▶ [TASKS TO PERFORM]:
a) List every material named in the bulleted list of the bellows seal text.
b) Pick up the bellows seal text after its last sentence and keep writing.

▶ [PASSAGE TO READ]:
——
Why Material Choice Matters for Pressure, Temperature, Corrosion, and Fatigue
Selecting the right materials ensures your seal resists corrosion, withstands pressure cycles, and lasts through repeated thermal shifts. Here are the standard bellows alloys:
- Alloy 718 or AM350: Pressure rating up to 360 psi per ply, and heat resistance to 425 °C.
- SS316L, Inconel, Hastelloy, and Titanium: Used in corrosive or high‑temperature systems, with pressure ratings from 2.5–6.9 MPa (360–1000 psi) depending on the bellows thickness.
- Graphite or silicon carbide faces: Handle abrasive or hot fluids without rapid wear.
Limitations of Bellows Seals and When Not to Use Them
While bellows seals offer excellent performance in many demanding applications, they’re not always the right fit for every system. Engineers and buyers need to weigh these limitations carefully when selecting a sealing solution, especially in systems with high mechanical stress, alignment issues, or cost constraints.
1. Limited Tolerance for Radial Movement
Bellows seals are designed to flex along the shaft axis, but they don’t handle radial movement (side-to-side motion) well. If your system has shaft misalignment or eccentric rotation, the seal could wear out faster or lose contact between the faces.
——
▶ [DATA PROVIDED]:
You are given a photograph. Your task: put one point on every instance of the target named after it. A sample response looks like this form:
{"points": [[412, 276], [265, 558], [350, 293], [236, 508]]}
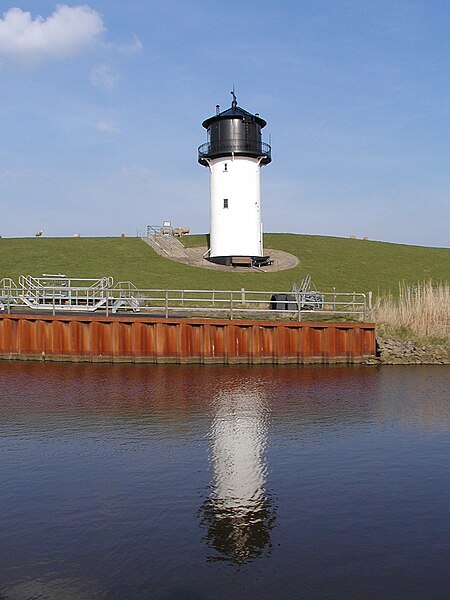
——
▶ [EXERCISE ANSWERS]:
a) Alloy 718, AM350, SS316L, Inconel, Hastelloy, Titanium, graphite, silicon carbide

b)
2. Higher Upfront Cost
Due to the precision welding, premium materials, and cleanroom-ready finishes, bellows seals typically cost more than conventional spring-loaded seals. While they save money on maintenance in the long run, the initial price can be a barrier for low-risk or budget-sensitive applications.
3. Metal Fatigue Over Time in High-Cycle Applications
Repeated pressure changes, thermal cycling, or shaft movements can fatigue the bellows over time, especially in high-speed or high-frequency equipment. Once the metal flexes beyond its fatigue limit, small cracks can develop, leading to failure if not caught early.
4. Not Suitable for Systems with Shaft Misalignment
If your system has shafts that wobble, bend under load, or misalign during operation, bellows seals may not provide reliable sealing. These conditions can put uneven pressure on the bellows and sealing faces, shortening the seal’s lifespan or causing leaks.
Conclusion
Bellows seals offer a leak-free, reliable solution in high-pressure, vacuum, and corrosive environments where standard seals may fall short. From chemical pumps to vacuum chambers, their flexibility, durability, and ability to handle pressure and temperature changes make them crucial. Still, selecting the right material and design is key to long-term performance. Always match the seal to your system’s exact needs.
At Richconn, we machine bellows seals that don’t cut corners. With high-grade materials, tight tolerances, and clean finishes, you get parts that last. Contact us today to simplify your sourcing and keep your systems running.
FAQs
What’s the difference between welded and formed bellows?
Welded bellows are made by joining thin metal diaphragms together using precise welding, allowing for better flexibility and strength in high-pressure or high-cycle systems. Formed bellows, on the other hand, are shaped from a single metal tube and are usually less flexible and durable but more cost-effective for lighter-duty use. Welded types are preferred in critical applications like vacuum systems and chemical pumps.
Can bellows seals handle abrasive fluids?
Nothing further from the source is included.